The data ::
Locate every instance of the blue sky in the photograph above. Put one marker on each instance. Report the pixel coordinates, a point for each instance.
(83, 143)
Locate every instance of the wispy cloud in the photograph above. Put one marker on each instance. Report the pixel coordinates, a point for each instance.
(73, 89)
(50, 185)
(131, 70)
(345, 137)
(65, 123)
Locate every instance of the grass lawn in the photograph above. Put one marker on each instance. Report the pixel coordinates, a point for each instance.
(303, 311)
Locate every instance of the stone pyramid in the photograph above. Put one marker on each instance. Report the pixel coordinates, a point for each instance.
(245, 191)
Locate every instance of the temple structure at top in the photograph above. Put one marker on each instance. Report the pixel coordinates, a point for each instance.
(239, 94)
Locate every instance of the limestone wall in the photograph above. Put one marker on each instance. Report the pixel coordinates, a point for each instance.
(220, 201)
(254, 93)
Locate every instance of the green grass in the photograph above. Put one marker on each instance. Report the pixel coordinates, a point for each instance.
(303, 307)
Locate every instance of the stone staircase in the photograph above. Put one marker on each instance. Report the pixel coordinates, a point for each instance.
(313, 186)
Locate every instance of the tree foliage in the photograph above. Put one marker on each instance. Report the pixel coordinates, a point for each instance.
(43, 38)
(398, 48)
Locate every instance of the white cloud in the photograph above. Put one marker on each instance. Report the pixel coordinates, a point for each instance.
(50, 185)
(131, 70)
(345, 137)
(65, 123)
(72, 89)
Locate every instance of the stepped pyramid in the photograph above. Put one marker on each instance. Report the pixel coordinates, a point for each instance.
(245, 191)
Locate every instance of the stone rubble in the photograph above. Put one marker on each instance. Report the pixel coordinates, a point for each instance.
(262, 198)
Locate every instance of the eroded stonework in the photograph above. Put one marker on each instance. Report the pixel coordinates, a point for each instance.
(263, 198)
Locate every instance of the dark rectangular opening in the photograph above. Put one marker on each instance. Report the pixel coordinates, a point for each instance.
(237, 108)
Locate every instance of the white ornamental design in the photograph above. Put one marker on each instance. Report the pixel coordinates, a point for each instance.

Task prompt :: Leaving no line out, return the data above verbatim.

Response ::
Locate every instance of the blue sky in the photograph above. Put one marker on each instance. Report the pixel coordinates, a point for each instance.
(83, 143)
Locate every instance of the wispy cloud in the photograph above. Put one marker on each instance. Report the pixel coordinates, a point for each instance.
(73, 89)
(50, 185)
(131, 70)
(345, 137)
(65, 123)
Locate every instance of the grass lawn in the photograph above. Put one marker on each instance. Report the pixel coordinates, a point for each instance.
(303, 311)
Locate every instance of the stone pyramid in the photograph above. Put one marker on each instance. Report the pixel coordinates, a point for each instance.
(245, 191)
Locate every instance of the temple structure at top in the photograph above. Put one marker on each instance. Report the pixel coordinates, a point for each instance.
(239, 94)
Locate every instance of the limestone wall in the photograph above. Put one marker on each instance. Report the pixel coordinates, a point for each instance.
(220, 201)
(254, 93)
Locate every instance of the green grass in the photograph above. Put one marker on each instance. Report the pixel coordinates, a point for each instance.
(303, 307)
Locate every instance of the stone staircase in the photograph above. Put one marker on each instance. Report the pixel coordinates, a point for each instance.
(313, 186)
Locate every instance of the tree foliage in the photograph above. Put one marker on each instance. Report the pixel coordinates, a point for each instance.
(43, 38)
(398, 48)
Locate every instance of the white cloud in the photograph above. Put one marker on each instance. Report the pixel coordinates, a point for each instance.
(50, 185)
(131, 70)
(345, 137)
(65, 123)
(72, 89)
Locate every instance of the stepped pyramid in the photograph above. Put one marker on each instance. Report the pixel coordinates, a point for each instance.
(245, 191)
Locate every instance of the stone rubble in the photograph above. Put one marker on each instance. Report the pixel coordinates, a point for each instance.
(262, 198)
Locate every instance of the eroded stonework in the photograph above. Put one marker on each instance. Report the pixel coordinates, a point for each instance.
(263, 198)
Locate every instance of the dark rectangular opening in the photograph above. Put one marker on each instance. Report the pixel coordinates, a point for each instance.
(237, 108)
Locate every instance of the white ornamental design in the photograph above. Put one marker on each instance. Report the pixel coordinates, a point for each instance.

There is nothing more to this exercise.